[Exercise details]
Reproduce every entry below line for line, with no changes, but leave out the picture.

## begin

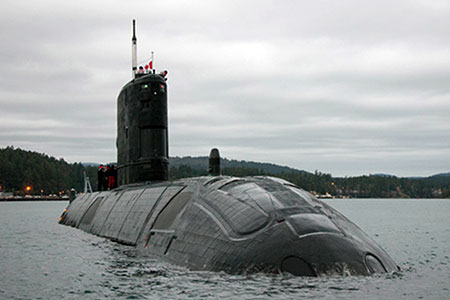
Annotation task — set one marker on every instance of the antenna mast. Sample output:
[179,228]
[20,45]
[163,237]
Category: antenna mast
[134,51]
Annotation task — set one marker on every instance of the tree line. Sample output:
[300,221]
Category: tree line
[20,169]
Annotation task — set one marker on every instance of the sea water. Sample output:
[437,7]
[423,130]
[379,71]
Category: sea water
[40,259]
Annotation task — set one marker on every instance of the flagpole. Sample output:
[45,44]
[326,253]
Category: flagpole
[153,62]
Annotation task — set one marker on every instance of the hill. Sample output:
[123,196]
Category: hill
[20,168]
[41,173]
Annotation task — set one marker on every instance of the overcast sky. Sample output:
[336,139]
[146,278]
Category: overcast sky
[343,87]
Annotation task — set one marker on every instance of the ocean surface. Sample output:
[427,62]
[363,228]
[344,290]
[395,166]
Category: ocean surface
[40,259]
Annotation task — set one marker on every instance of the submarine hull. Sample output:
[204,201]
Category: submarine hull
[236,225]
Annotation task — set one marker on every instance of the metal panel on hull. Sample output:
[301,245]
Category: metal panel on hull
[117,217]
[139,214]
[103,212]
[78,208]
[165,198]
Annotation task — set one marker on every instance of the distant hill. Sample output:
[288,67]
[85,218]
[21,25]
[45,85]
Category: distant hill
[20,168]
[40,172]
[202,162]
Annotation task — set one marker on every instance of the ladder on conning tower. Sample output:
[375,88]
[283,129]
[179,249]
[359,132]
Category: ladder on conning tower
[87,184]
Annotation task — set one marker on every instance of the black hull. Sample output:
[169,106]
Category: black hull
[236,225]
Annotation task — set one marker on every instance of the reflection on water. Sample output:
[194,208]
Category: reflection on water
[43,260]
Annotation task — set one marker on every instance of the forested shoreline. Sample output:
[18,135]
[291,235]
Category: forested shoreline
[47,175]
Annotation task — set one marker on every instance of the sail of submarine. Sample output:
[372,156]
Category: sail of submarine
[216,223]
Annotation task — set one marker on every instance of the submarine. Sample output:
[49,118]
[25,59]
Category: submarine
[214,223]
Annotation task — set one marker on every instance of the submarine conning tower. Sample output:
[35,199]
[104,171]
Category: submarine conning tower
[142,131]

## end

[Response for this exercise]
Annotation task — set one marker on every instance of the antenna mast. Sample output:
[179,228]
[20,45]
[163,237]
Category: antenna mast
[134,51]
Annotation task — set one marker on every instance of the tree line. Sample output:
[300,221]
Category: tree line
[20,169]
Annotation task — set one marker on every instance of the sea water. Sample output:
[437,7]
[423,130]
[379,71]
Category: sea water
[40,259]
Annotation task — set one marker on every instance of the flagpole. Sample output:
[45,44]
[326,253]
Category: flagpole
[153,62]
Annotation task — set one marker on every instance of the hill. Sample output:
[123,196]
Category: hill
[20,168]
[41,173]
Annotation task — set one marker on every instance of the overcast sky. Sample output:
[336,139]
[146,278]
Category: overcast sky
[343,87]
Annotation task — set one marker on every instance of the ocean surface. Sample output:
[427,62]
[363,228]
[344,290]
[395,166]
Category: ocean surface
[40,259]
Annotation task — set one marker on every instance of the submarine hull. Sample output:
[204,201]
Category: submarine hull
[236,225]
Annotation task — set one marker on every instance of the metal panel on hull. Sample output:
[301,245]
Category: metal panel on hull
[117,217]
[139,214]
[103,212]
[78,208]
[165,198]
Annotation task — set one marker on every instance of the distant hill. Sample output:
[288,67]
[85,218]
[21,25]
[45,85]
Category: distant hill
[20,168]
[40,172]
[202,162]
Annotation task — set one marker on every instance of the ladder on conning tower. Sample output:
[375,88]
[283,129]
[179,249]
[359,132]
Category: ladder on conning tower
[87,184]
Annotation task — set one marker on every instance of the black hull. Sample output:
[169,106]
Category: black hull
[236,225]
Annotation task — set one marker on every instance of the reflection on water. Sample output:
[194,208]
Category: reflection on water
[43,260]
Annotation task — set one marker on every instance of the forested shoreline. Sample output:
[18,135]
[291,235]
Category: forested shoreline
[47,175]
Annotation task — set one marker on every instance of the sail of submarine. Sample output:
[372,156]
Category: sail of submarine
[216,223]
Annotation task — set one marker on every instance of the submarine. Sample output:
[49,118]
[25,59]
Category: submarine
[214,223]
Annotation task — set one marker on every instance of the submarine conning tower. Sample output:
[35,199]
[104,171]
Category: submarine conning tower
[142,131]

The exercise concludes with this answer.